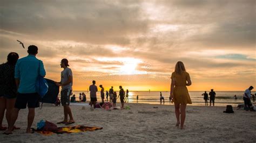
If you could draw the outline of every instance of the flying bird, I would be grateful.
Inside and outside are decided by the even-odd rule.
[[[24,44],[23,44],[23,42],[22,42],[21,41],[20,41],[18,40],[17,40],[17,41],[19,42],[19,44],[21,44],[22,45],[22,47],[23,47],[23,48],[25,48],[25,47],[24,47]]]

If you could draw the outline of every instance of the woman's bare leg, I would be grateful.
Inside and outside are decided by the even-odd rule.
[[[176,116],[176,119],[177,120],[177,122],[176,123],[176,126],[179,126],[179,125],[180,124],[179,121],[179,116],[180,116],[180,111],[179,111],[179,108],[180,108],[180,104],[176,104],[174,103],[174,106],[175,106],[175,115]]]
[[[181,104],[180,105],[180,129],[184,128],[185,119],[186,118],[186,104]]]

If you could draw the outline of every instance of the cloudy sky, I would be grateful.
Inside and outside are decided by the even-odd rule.
[[[0,62],[37,56],[59,81],[69,60],[73,90],[92,80],[109,89],[169,90],[184,62],[190,90],[256,87],[255,1],[235,0],[0,1]]]

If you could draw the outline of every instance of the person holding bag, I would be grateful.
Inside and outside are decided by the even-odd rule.
[[[35,108],[39,107],[39,95],[36,88],[37,79],[39,76],[44,77],[46,75],[43,62],[36,58],[38,49],[37,47],[35,45],[29,46],[28,50],[29,55],[18,60],[15,66],[15,78],[18,88],[18,95],[10,126],[4,132],[6,134],[12,133],[19,110],[26,109],[27,106],[29,113],[26,133],[33,133],[31,126],[35,118]]]

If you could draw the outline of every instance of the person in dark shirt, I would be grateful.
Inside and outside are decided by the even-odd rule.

═══

→ AIM OF THE TASK: Copy the data above line for line without changing anything, but leave out the pictures.

→ ANSWER TO THIS EXERCISE:
If you could draw the outline of every instance of the flying bird, I would be grateful.
Inside and outside are decided by the even-odd rule.
[[[24,44],[23,44],[23,42],[22,42],[21,41],[20,41],[18,40],[17,40],[17,41],[19,42],[19,44],[21,44],[22,45],[22,47],[23,47],[23,48],[25,48],[25,47],[24,47]]]

If you could draw the outline of every instance of the woman's bare leg, I would be grateful.
Inside and outside are decided by the even-odd rule.
[[[176,116],[176,119],[177,120],[177,122],[176,123],[176,126],[179,126],[179,125],[180,124],[179,121],[179,116],[180,116],[180,111],[179,111],[179,108],[180,108],[180,104],[176,104],[174,103],[174,106],[175,106],[175,115]]]
[[[181,104],[180,105],[180,129],[184,128],[185,119],[186,118],[186,104]]]

If you could draw the outline of every instance of the cloudy sky, I would be grateful.
Inside and outside are decided by the even-odd rule.
[[[0,62],[37,56],[59,81],[69,60],[73,90],[92,80],[109,89],[169,90],[184,62],[190,90],[256,87],[255,1],[235,0],[0,1]]]

If you could draw the outline of every instance of the person holding bag, I would be grateful.
Inside and outside are decided by the even-odd rule.
[[[35,108],[39,107],[39,95],[36,88],[37,79],[39,76],[44,77],[46,75],[43,62],[36,58],[38,49],[37,47],[35,45],[29,46],[28,50],[29,55],[18,60],[15,66],[15,78],[18,88],[18,95],[10,126],[4,132],[6,134],[12,133],[19,110],[26,109],[27,106],[29,113],[26,133],[33,133],[31,126],[35,118]]]

If you could draw the outline of every instance of the person in dark shirt, I would be grateful.
Inside and outside are decided by the even-odd rule.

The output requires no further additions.